__Task brief__: Working from the entries that follow, transcribe exactly and only the lines from the one with "Tag the water" through the last, pictures excluded.

Coordinate annotation entries
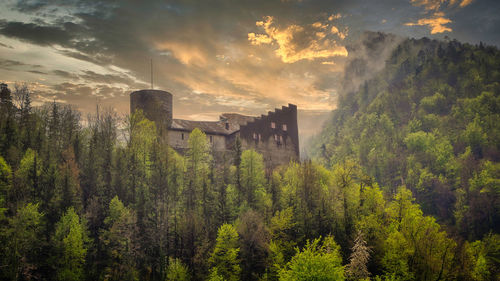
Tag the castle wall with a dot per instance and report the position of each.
(179, 140)
(275, 136)
(155, 104)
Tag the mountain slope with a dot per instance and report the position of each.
(430, 120)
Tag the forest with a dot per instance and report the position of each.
(403, 183)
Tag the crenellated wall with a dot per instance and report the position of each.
(274, 135)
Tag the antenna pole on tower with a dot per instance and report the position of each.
(151, 74)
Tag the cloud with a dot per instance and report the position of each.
(8, 64)
(435, 17)
(465, 3)
(295, 42)
(437, 23)
(41, 35)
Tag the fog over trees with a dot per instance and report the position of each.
(403, 184)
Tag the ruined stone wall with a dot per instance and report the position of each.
(179, 140)
(275, 136)
(156, 105)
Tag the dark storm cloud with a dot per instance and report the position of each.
(202, 52)
(14, 64)
(104, 78)
(40, 35)
(6, 46)
(64, 74)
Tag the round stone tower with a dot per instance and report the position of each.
(155, 104)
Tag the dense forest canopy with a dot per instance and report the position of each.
(404, 185)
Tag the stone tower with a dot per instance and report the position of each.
(155, 104)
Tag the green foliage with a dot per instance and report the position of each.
(23, 246)
(253, 180)
(69, 241)
(411, 122)
(88, 200)
(177, 271)
(224, 258)
(315, 262)
(120, 240)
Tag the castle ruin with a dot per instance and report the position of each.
(274, 135)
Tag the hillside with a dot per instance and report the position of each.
(429, 120)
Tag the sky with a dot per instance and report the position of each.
(216, 56)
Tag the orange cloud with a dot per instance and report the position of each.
(437, 24)
(297, 42)
(186, 53)
(465, 3)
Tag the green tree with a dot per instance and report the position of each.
(357, 268)
(315, 262)
(224, 258)
(177, 271)
(24, 243)
(120, 241)
(70, 244)
(253, 178)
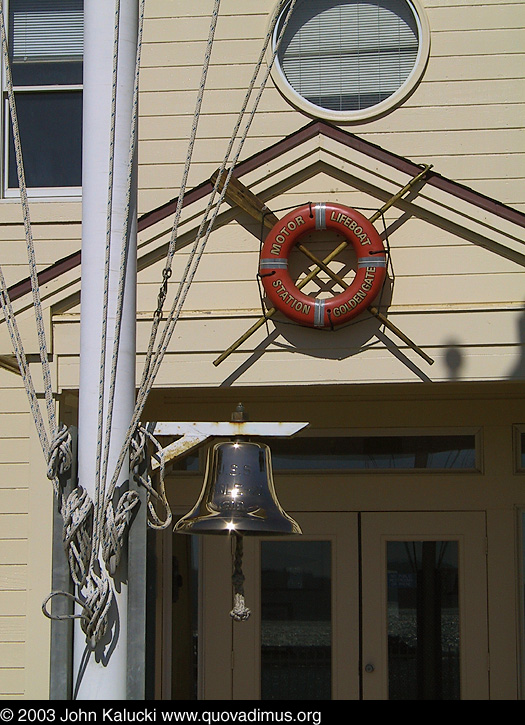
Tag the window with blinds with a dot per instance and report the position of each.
(348, 55)
(46, 50)
(46, 30)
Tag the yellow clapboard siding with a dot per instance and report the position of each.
(452, 16)
(15, 425)
(13, 551)
(473, 327)
(12, 654)
(12, 681)
(14, 474)
(14, 450)
(12, 628)
(13, 500)
(13, 525)
(13, 577)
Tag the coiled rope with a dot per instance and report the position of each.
(99, 527)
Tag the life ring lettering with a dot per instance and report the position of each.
(284, 294)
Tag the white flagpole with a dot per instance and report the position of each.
(101, 674)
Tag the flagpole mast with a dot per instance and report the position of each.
(101, 674)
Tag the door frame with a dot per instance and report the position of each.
(469, 529)
(230, 651)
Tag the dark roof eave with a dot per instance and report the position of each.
(314, 128)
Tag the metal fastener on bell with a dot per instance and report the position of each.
(238, 494)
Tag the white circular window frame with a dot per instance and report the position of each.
(364, 114)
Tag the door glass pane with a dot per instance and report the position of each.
(423, 620)
(296, 620)
(185, 617)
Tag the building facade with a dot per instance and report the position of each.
(407, 582)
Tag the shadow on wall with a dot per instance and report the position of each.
(454, 356)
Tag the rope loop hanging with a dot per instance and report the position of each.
(240, 612)
(141, 473)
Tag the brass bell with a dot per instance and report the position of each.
(238, 495)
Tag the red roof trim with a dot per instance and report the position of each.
(315, 128)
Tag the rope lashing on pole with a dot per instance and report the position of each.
(99, 527)
(157, 349)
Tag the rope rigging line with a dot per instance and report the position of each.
(50, 406)
(154, 359)
(93, 528)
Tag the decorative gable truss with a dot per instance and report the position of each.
(454, 287)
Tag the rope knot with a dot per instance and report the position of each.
(60, 455)
(116, 522)
(240, 611)
(98, 600)
(76, 532)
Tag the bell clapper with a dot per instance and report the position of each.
(240, 611)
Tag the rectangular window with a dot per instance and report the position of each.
(393, 452)
(45, 52)
(454, 452)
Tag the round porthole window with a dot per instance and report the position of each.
(347, 60)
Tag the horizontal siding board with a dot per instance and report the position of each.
(12, 654)
(13, 551)
(385, 360)
(12, 629)
(12, 603)
(13, 525)
(210, 334)
(14, 450)
(13, 500)
(483, 17)
(13, 577)
(14, 475)
(12, 681)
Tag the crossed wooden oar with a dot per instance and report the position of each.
(241, 196)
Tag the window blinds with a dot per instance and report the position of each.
(46, 30)
(349, 55)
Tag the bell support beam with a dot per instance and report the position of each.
(195, 434)
(240, 195)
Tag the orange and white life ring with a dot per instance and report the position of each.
(283, 293)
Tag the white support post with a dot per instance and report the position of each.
(102, 675)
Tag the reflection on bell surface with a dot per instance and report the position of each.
(238, 495)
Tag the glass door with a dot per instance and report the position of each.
(361, 606)
(424, 615)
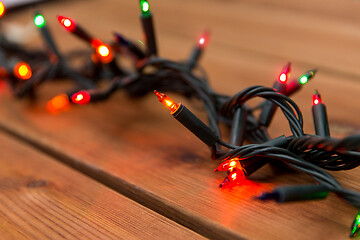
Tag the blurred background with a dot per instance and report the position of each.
(250, 41)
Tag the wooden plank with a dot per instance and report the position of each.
(42, 199)
(135, 147)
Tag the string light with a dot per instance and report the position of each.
(167, 102)
(316, 98)
(145, 7)
(67, 23)
(2, 9)
(234, 177)
(239, 160)
(39, 21)
(58, 103)
(229, 165)
(22, 71)
(81, 98)
(355, 226)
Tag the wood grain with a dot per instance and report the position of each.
(42, 199)
(135, 147)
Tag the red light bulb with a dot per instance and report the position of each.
(103, 51)
(203, 40)
(284, 75)
(316, 98)
(22, 71)
(2, 9)
(167, 102)
(235, 177)
(229, 165)
(67, 23)
(81, 98)
(58, 103)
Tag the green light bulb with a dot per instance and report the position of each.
(39, 21)
(304, 79)
(355, 226)
(145, 7)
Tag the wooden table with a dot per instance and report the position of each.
(125, 169)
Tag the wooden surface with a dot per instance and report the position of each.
(135, 147)
(42, 199)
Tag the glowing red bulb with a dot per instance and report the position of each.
(58, 103)
(283, 77)
(22, 71)
(316, 98)
(229, 165)
(67, 23)
(235, 177)
(203, 39)
(103, 51)
(2, 9)
(81, 98)
(167, 102)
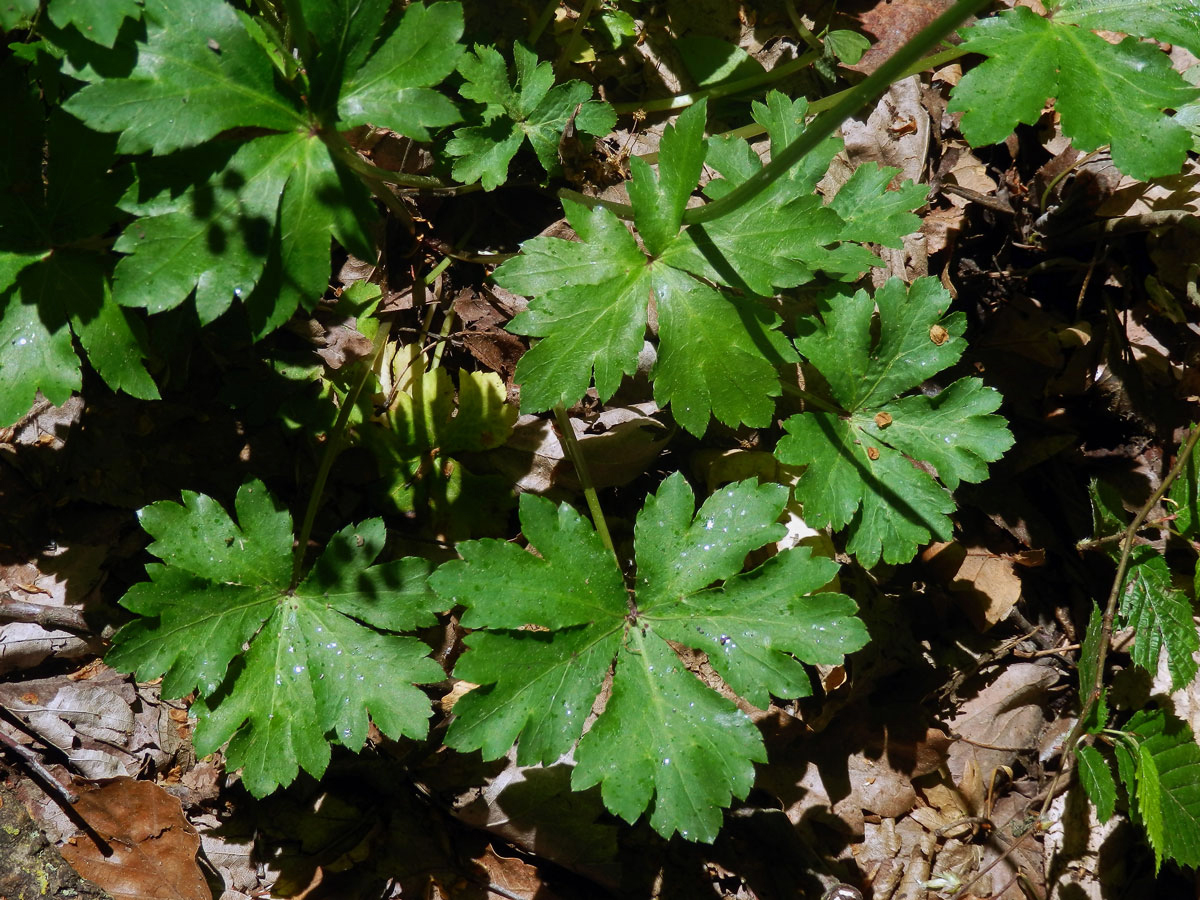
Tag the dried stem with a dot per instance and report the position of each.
(1110, 610)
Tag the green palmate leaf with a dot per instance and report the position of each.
(1107, 94)
(1170, 21)
(861, 462)
(1150, 799)
(664, 737)
(96, 19)
(35, 355)
(319, 655)
(197, 75)
(265, 216)
(785, 234)
(535, 109)
(709, 60)
(15, 12)
(393, 88)
(341, 34)
(660, 198)
(53, 291)
(1161, 617)
(589, 298)
(112, 337)
(421, 432)
(1089, 664)
(589, 309)
(1167, 780)
(1096, 777)
(874, 214)
(1185, 498)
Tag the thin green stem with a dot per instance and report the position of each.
(575, 454)
(811, 399)
(585, 15)
(622, 210)
(539, 25)
(802, 29)
(342, 151)
(832, 119)
(333, 448)
(681, 101)
(1110, 609)
(819, 106)
(443, 337)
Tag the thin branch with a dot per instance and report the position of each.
(51, 617)
(1110, 610)
(41, 774)
(333, 448)
(575, 454)
(831, 120)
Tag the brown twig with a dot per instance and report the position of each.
(1110, 610)
(41, 774)
(49, 617)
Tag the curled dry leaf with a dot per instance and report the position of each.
(153, 846)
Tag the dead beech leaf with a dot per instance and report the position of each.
(893, 24)
(1001, 720)
(154, 846)
(984, 585)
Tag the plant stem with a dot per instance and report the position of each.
(622, 210)
(575, 454)
(802, 29)
(828, 121)
(820, 106)
(719, 90)
(539, 25)
(333, 448)
(813, 400)
(1110, 609)
(342, 150)
(585, 15)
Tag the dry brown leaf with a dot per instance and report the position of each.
(985, 585)
(1002, 720)
(893, 24)
(153, 845)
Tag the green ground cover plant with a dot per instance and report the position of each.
(177, 167)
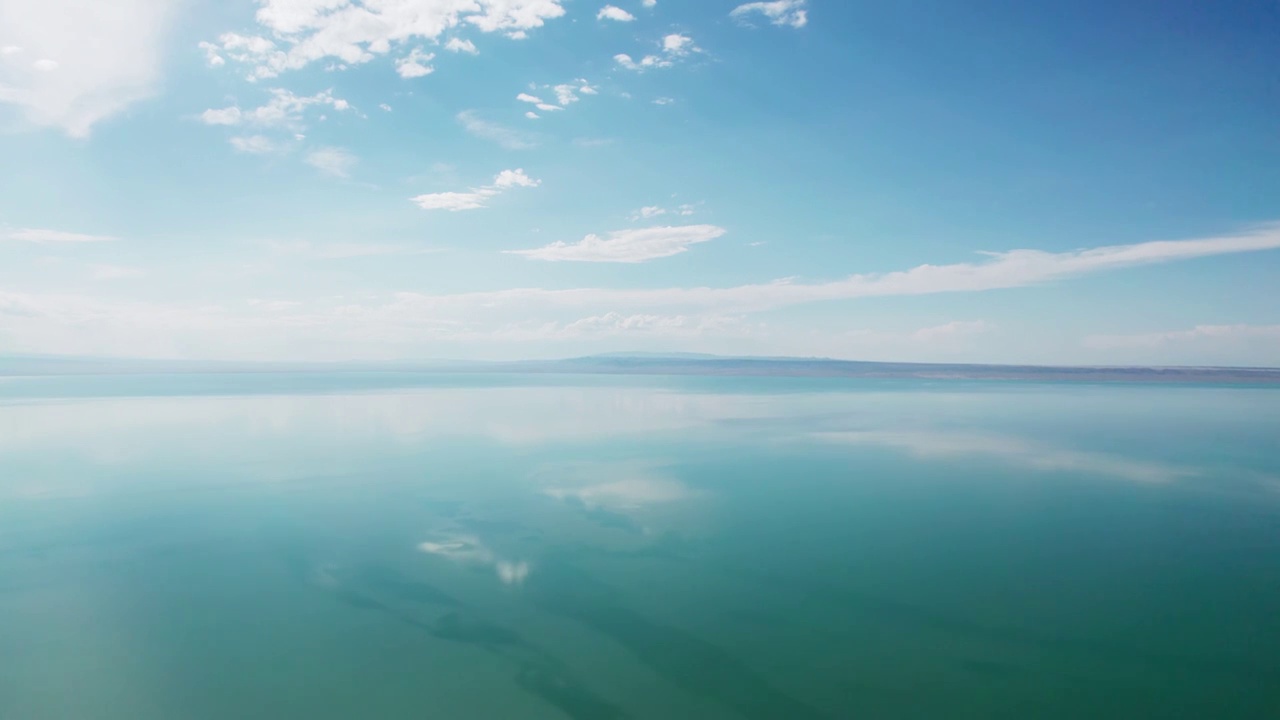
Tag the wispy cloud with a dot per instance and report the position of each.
(117, 272)
(332, 162)
(1013, 450)
(475, 197)
(407, 323)
(648, 212)
(1205, 343)
(49, 236)
(355, 33)
(673, 48)
(344, 250)
(458, 45)
(626, 246)
(415, 64)
(284, 109)
(71, 64)
(615, 13)
(254, 145)
(790, 13)
(502, 135)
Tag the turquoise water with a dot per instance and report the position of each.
(475, 547)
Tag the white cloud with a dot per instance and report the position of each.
(676, 44)
(502, 135)
(1202, 345)
(673, 48)
(1197, 333)
(284, 109)
(254, 145)
(415, 64)
(332, 162)
(1014, 268)
(73, 64)
(626, 246)
(343, 250)
(615, 13)
(45, 236)
(211, 55)
(414, 324)
(458, 45)
(117, 272)
(644, 63)
(645, 324)
(951, 331)
(476, 197)
(360, 31)
(538, 101)
(648, 212)
(790, 13)
(1016, 451)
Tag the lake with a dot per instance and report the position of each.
(400, 546)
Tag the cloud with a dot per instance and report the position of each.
(1197, 333)
(673, 48)
(414, 324)
(679, 45)
(117, 272)
(626, 246)
(332, 162)
(566, 94)
(46, 236)
(415, 64)
(1010, 269)
(1015, 451)
(73, 64)
(502, 135)
(458, 45)
(644, 324)
(284, 109)
(647, 62)
(343, 250)
(538, 101)
(789, 13)
(359, 31)
(476, 197)
(1202, 345)
(951, 331)
(648, 212)
(254, 145)
(615, 13)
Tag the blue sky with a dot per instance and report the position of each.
(1004, 182)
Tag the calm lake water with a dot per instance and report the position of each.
(595, 548)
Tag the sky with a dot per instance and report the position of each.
(370, 180)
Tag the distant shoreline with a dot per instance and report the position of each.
(658, 365)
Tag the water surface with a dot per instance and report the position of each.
(426, 546)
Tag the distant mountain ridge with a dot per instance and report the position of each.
(654, 364)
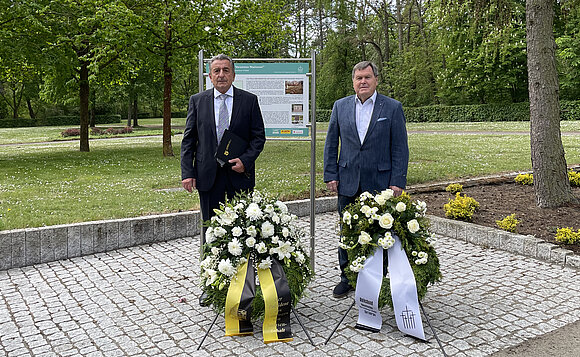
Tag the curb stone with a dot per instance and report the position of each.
(526, 245)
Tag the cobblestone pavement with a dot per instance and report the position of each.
(127, 303)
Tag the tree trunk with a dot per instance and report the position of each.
(84, 105)
(30, 109)
(167, 82)
(92, 111)
(400, 26)
(548, 163)
(129, 110)
(135, 111)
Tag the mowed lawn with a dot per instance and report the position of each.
(53, 183)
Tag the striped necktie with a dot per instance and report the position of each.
(223, 120)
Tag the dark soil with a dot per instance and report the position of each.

__Complete output__:
Tag the water surface with a dot per instance and report the position of each.
(426, 546)
Tag the distant mountain ridge with a dot per instance and report the position of each.
(654, 364)
Tag the curb stone with a dot per instance and report the position of each.
(526, 245)
Tag the cobblestone pavement with a dot per instance and report the position of each.
(127, 303)
Tag the tree trunk with a dot per instance and report the position of each.
(84, 105)
(30, 109)
(167, 82)
(92, 111)
(400, 26)
(548, 163)
(129, 110)
(135, 111)
Tag the mowed lawn with a dot per instance and report the position of each.
(53, 183)
Tag the striped necktie with a dot per instance and report the position of each.
(223, 120)
Tag the dark soil with a dot per instance and report the position of each.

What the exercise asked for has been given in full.